Information supplied
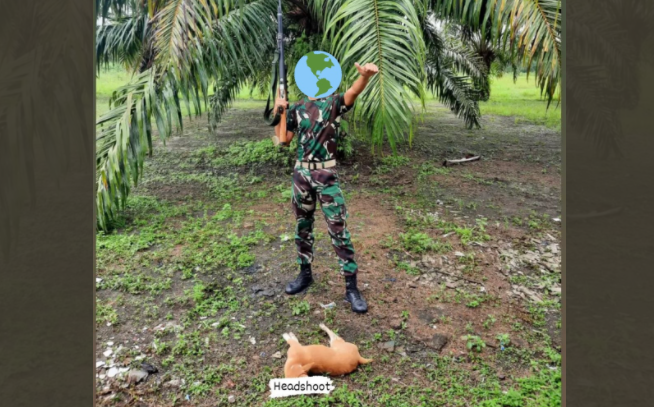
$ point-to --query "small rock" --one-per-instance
(148, 367)
(387, 346)
(113, 372)
(172, 384)
(136, 376)
(438, 341)
(268, 292)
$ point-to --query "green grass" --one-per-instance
(521, 100)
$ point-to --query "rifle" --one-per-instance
(278, 71)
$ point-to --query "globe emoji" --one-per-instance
(318, 74)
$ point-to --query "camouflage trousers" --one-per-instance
(321, 185)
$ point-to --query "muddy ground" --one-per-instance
(460, 267)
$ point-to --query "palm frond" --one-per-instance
(534, 28)
(455, 73)
(182, 74)
(388, 34)
(122, 41)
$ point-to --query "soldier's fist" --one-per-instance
(367, 70)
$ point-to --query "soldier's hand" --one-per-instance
(366, 70)
(280, 102)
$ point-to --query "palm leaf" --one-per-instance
(533, 28)
(188, 56)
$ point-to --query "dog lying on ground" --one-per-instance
(339, 358)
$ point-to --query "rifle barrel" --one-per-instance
(280, 46)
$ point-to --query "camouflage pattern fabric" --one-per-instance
(317, 123)
(321, 185)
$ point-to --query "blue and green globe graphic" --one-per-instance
(318, 74)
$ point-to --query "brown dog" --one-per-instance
(337, 359)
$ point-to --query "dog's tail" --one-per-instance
(363, 361)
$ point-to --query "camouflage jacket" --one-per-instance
(316, 124)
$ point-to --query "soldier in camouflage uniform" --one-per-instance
(316, 122)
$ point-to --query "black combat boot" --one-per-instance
(302, 281)
(353, 296)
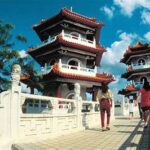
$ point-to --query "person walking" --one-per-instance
(131, 108)
(105, 101)
(139, 104)
(145, 102)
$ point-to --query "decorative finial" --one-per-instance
(15, 75)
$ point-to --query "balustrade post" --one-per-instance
(63, 33)
(15, 107)
(94, 42)
(95, 69)
(60, 63)
(78, 99)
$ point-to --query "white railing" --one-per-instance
(45, 70)
(78, 40)
(52, 105)
(90, 106)
(141, 66)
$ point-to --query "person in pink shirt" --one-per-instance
(145, 102)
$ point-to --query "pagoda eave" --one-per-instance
(66, 14)
(137, 71)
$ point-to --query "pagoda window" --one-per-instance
(143, 80)
(70, 96)
(75, 35)
(52, 62)
(141, 62)
(90, 37)
(74, 63)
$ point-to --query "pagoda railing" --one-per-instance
(70, 38)
(141, 66)
(79, 40)
(77, 69)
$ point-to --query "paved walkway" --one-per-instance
(125, 134)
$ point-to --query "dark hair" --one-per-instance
(104, 88)
(131, 101)
(146, 86)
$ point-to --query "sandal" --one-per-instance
(107, 128)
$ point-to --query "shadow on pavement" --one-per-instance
(144, 142)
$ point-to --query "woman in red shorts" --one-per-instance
(105, 100)
(145, 102)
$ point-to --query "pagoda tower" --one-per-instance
(69, 53)
(137, 59)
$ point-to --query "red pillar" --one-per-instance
(94, 95)
(59, 92)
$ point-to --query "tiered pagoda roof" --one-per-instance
(136, 71)
(56, 72)
(137, 49)
(59, 41)
(67, 14)
(128, 90)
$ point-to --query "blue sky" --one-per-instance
(126, 22)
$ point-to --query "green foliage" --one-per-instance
(9, 56)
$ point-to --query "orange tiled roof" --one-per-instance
(103, 77)
(24, 76)
(73, 16)
(138, 45)
(130, 88)
(62, 41)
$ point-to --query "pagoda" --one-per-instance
(137, 59)
(69, 53)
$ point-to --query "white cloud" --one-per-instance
(23, 53)
(111, 60)
(145, 16)
(115, 51)
(108, 11)
(128, 6)
(147, 36)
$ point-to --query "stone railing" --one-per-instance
(70, 69)
(141, 66)
(70, 38)
(78, 40)
(77, 69)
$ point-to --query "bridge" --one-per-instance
(125, 134)
(62, 124)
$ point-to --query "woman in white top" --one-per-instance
(105, 101)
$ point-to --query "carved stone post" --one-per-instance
(78, 99)
(15, 107)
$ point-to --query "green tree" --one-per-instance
(9, 56)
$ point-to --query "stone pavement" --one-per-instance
(125, 134)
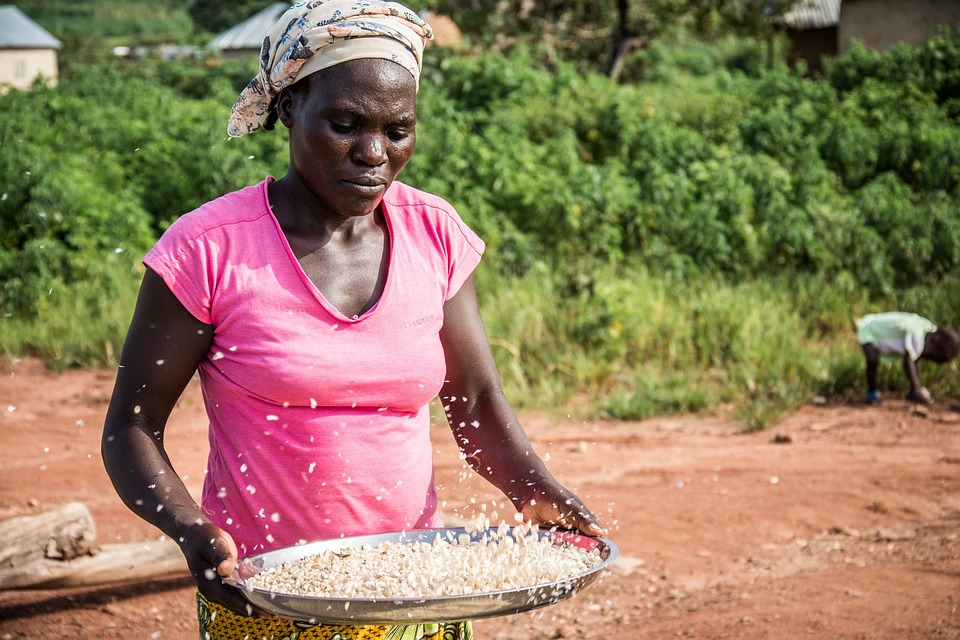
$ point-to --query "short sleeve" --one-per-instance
(182, 260)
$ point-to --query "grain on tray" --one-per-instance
(498, 560)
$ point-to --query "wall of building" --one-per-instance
(880, 23)
(812, 45)
(19, 67)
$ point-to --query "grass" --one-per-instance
(635, 346)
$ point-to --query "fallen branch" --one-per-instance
(58, 549)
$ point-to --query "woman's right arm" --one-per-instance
(163, 348)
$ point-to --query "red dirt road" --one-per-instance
(848, 529)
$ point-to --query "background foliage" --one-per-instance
(703, 234)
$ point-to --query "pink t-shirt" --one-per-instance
(319, 423)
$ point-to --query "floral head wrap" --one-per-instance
(316, 34)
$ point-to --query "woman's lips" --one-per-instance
(369, 187)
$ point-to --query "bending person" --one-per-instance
(911, 338)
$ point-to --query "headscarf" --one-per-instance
(316, 34)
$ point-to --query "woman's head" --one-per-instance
(319, 34)
(352, 130)
(941, 345)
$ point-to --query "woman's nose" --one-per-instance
(371, 150)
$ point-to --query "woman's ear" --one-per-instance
(285, 107)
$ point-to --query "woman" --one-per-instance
(324, 311)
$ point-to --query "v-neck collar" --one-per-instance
(305, 279)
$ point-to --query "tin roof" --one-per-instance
(249, 34)
(17, 31)
(813, 14)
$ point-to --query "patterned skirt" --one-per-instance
(219, 623)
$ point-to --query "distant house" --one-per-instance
(243, 41)
(821, 28)
(27, 50)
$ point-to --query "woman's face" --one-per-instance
(352, 129)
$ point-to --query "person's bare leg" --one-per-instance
(872, 356)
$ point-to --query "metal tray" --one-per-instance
(412, 610)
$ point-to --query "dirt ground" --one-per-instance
(840, 522)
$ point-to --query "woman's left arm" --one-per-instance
(487, 430)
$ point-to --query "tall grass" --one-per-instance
(641, 345)
(634, 345)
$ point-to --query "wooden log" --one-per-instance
(58, 549)
(132, 561)
(65, 533)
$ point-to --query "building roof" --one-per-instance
(249, 34)
(813, 14)
(17, 31)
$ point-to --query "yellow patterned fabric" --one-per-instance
(218, 623)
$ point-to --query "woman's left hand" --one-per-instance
(554, 505)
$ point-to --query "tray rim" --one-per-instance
(476, 606)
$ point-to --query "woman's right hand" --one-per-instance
(211, 555)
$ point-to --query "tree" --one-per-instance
(601, 34)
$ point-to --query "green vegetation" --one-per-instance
(704, 234)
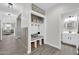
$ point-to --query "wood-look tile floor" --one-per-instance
(48, 50)
(11, 46)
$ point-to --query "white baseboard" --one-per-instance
(54, 46)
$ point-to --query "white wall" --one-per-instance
(55, 21)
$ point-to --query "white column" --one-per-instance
(1, 30)
(40, 41)
(35, 44)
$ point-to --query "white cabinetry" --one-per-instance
(70, 38)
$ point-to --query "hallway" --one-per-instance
(49, 50)
(11, 46)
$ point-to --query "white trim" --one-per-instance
(54, 46)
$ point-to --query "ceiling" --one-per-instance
(45, 6)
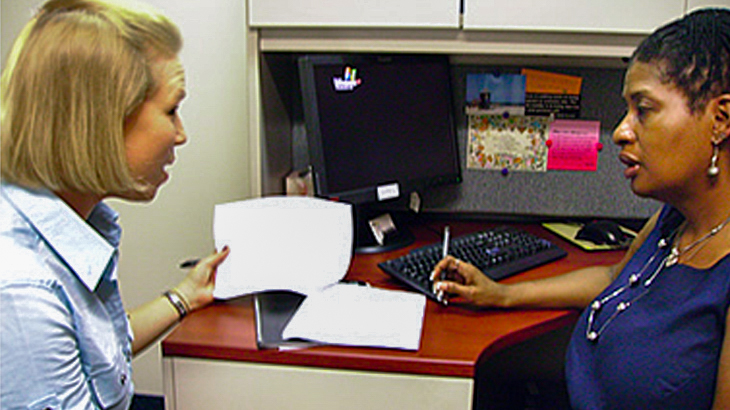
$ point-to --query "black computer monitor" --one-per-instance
(379, 127)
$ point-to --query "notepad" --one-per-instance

What you are asked to do
From the entries above, output every line exactly and omit any image.

Expected output
$ point-to --query "small rock" --one-per-instance
(148, 367)
(387, 346)
(113, 372)
(172, 384)
(136, 376)
(438, 341)
(268, 292)
$ point-to --query "green grass" --one-per-instance
(521, 100)
$ point-to --query "rifle" --one-per-instance
(278, 71)
$ point-to --query "globe emoji" --one-per-instance
(318, 74)
$ point-to --query "camouflage trousers" --one-per-instance
(321, 185)
$ point-to --query "muddy ground" --one-per-instance
(460, 267)
$ point-to --query "palm frond" --one-per-instance
(534, 28)
(455, 73)
(182, 74)
(388, 34)
(122, 41)
$ point-to --query "soldier's fist" --one-per-instance
(367, 70)
$ point-to --query "soldier's hand" --one-per-instance
(366, 70)
(280, 102)
$ point-to --query "palm leaf" --one-per-instance
(533, 28)
(188, 56)
$ point-to --query "dog lying on ground" --one-per-instance
(339, 358)
$ point-to --query "rifle barrel" --one-per-instance
(280, 46)
$ point-to --query "camouflage pattern fabric" --one-per-instance
(317, 123)
(321, 185)
$ point-to --query "blue and green globe graphic" --one-per-instance
(318, 74)
$ point-to --query "brown dog" --one-per-instance
(337, 359)
$ point-to --query "dog's tail" --one-per-instance
(363, 361)
$ point-to --query "camouflage jacket" --one-per-instance
(316, 124)
$ point-to --query "soldier in camouflage uniform" --one-per-instance
(316, 122)
$ point-to --query "black combat boot" --one-per-instance
(302, 281)
(353, 296)
$ point-to --query "person walking" --one-per-instance
(131, 108)
(105, 101)
(139, 104)
(145, 102)
$ point-to --query "decorative finial" --one-per-instance
(15, 75)
$ point-to --query "balustrade post" --one-per-instance
(63, 33)
(15, 107)
(94, 42)
(95, 69)
(60, 63)
(78, 99)
$ point-to --query "white railing" --one-per-instance
(45, 70)
(78, 40)
(52, 105)
(90, 106)
(141, 66)
$ point-to --query "person in pink shirt" --one-per-instance
(145, 102)
$ point-to --query "pagoda eave" --one-per-instance
(66, 14)
(137, 71)
$ point-to --query "pagoda window" --one-per-instance
(143, 80)
(70, 96)
(75, 35)
(52, 62)
(141, 62)
(90, 37)
(74, 63)
$ point-to --query "pagoda railing" --one-per-instance
(70, 38)
(141, 66)
(79, 40)
(77, 69)
$ point-to --query "paved walkway" --one-per-instance
(125, 134)
$ point-to --query "dark hair" --one-per-instance
(104, 88)
(131, 101)
(146, 86)
$ point-to --query "sandal" --one-per-instance
(107, 128)
$ point-to --query "shadow on pavement" --one-per-instance
(144, 142)
$ point-to --query "woman in red shorts" --one-per-instance
(105, 100)
(145, 102)
$ point-to --query "pagoda tower" --one-per-instance
(69, 53)
(137, 59)
$ point-to --query "red pillar" --one-per-instance
(94, 95)
(59, 92)
$ point-to --query "tiered pagoda roof" --one-per-instance
(136, 71)
(56, 72)
(137, 49)
(59, 41)
(67, 14)
(128, 90)
$ point-to --query "blue sky" --one-per-instance
(126, 22)
$ point-to --query "green foliage" --one-per-instance
(9, 56)
$ point-to --query "orange tiled roof" --one-per-instance
(103, 77)
(24, 76)
(73, 16)
(138, 45)
(130, 88)
(62, 41)
$ point-to --query "pagoda" --one-per-instance
(137, 59)
(69, 53)
$ point-to --query "white cloud" --one-per-instance
(23, 53)
(111, 60)
(145, 16)
(115, 51)
(108, 11)
(128, 6)
(147, 36)
$ point-to --query "stone railing" --one-per-instance
(70, 69)
(141, 66)
(70, 38)
(78, 40)
(77, 69)
$ point-to --query "bridge" --one-per-instance
(125, 134)
(62, 124)
$ point-to --query "woman in white top" --one-per-instance
(105, 101)
$ point-to --query "carved stone post" --one-per-instance
(78, 99)
(15, 107)
$ point-to --query "green tree" --one-per-instance
(9, 56)
$ point-to --query "stone pavement" --one-per-instance
(125, 134)
$ point-to --query "short sleeve" --one-per-instance
(182, 260)
$ point-to --query "grain on tray" --one-per-instance
(498, 560)
$ point-to --query "wall of building" --one-per-instance
(880, 23)
(812, 45)
(19, 67)
$ point-to --query "grass" --one-per-instance
(635, 346)
$ point-to --query "fallen branch" --one-per-instance
(58, 549)
$ point-to --query "woman's right arm" --one-per-instance
(163, 348)
$ point-to --query "red dirt road" --one-per-instance
(848, 529)
$ point-to --query "background foliage" --one-per-instance
(703, 234)
$ point-to --query "pink t-shirt" --one-per-instance
(319, 423)
$ point-to --query "floral head wrap" --one-per-instance
(316, 34)
$ point-to --query "woman's lips" --one-per-instance
(369, 187)
$ point-to --query "bending person" --one-per-instance
(911, 338)
$ point-to --query "headscarf" --one-per-instance
(316, 34)
$ point-to --query "woman's head" --one-per-instance
(319, 34)
(352, 130)
(941, 345)
$ point-to --query "woman's nose" --one-per-instance
(371, 150)
$ point-to --query "woman's ear" --one-per-instance
(285, 107)
$ point-to --query "woman" --one-per-instance
(324, 311)
$ point-to --query "v-neck collar" --one-per-instance
(305, 279)
$ point-to --query "tin roof" --one-per-instance
(249, 34)
(17, 31)
(813, 14)
$ point-to --query "patterned skirt" --one-per-instance
(219, 623)
$ point-to --query "distant house" --one-per-instance
(243, 41)
(821, 28)
(27, 50)
$ point-to --query "woman's face" --one-per-instance
(352, 129)
$ point-to --query "person's bare leg" --one-per-instance
(872, 356)
$ point-to --query "metal tray" --one-per-instance
(412, 610)
$ point-to --query "dirt ground" --one-per-instance
(840, 522)
$ point-to --query "woman's left arm" --one-per-instance
(487, 430)
$ point-to --query "tall grass" --one-per-instance
(641, 345)
(634, 345)
$ point-to --query "wooden log" --one-per-instance
(58, 549)
(132, 561)
(65, 533)
$ point-to --query "building roof" --one-per-instance
(249, 34)
(813, 14)
(17, 31)
$ point-to --query "yellow patterned fabric" --one-per-instance
(218, 623)
$ point-to --query "woman's left hand" --one-per-instance
(554, 505)
$ point-to --query "tray rim" --one-per-instance
(476, 606)
$ point-to --query "woman's right hand" --one-per-instance
(211, 555)
$ point-to --query "tree" --one-per-instance
(601, 34)
$ point-to --query "green vegetation" --one-per-instance
(704, 234)
$ point-to --query "wood-look tile floor" --one-per-instance
(48, 50)
(11, 46)
$ point-to --query "white baseboard" --one-per-instance
(54, 46)
$ point-to --query "white wall" --one-per-instance
(55, 21)
$ point-to --query "white column" --one-per-instance
(1, 30)
(40, 41)
(35, 44)
$ point-to --query "white cabinetry" --one-per-instance
(70, 38)
$ point-to --query "hallway" --one-per-instance
(49, 50)
(11, 46)
$ point-to --query "white trim" --one-per-instance
(54, 46)
$ point-to --query "ceiling" --one-per-instance
(45, 6)
$ point-to --query "black computer monitor" --one-per-instance
(379, 127)
$ point-to --query "notepad" --one-per-instance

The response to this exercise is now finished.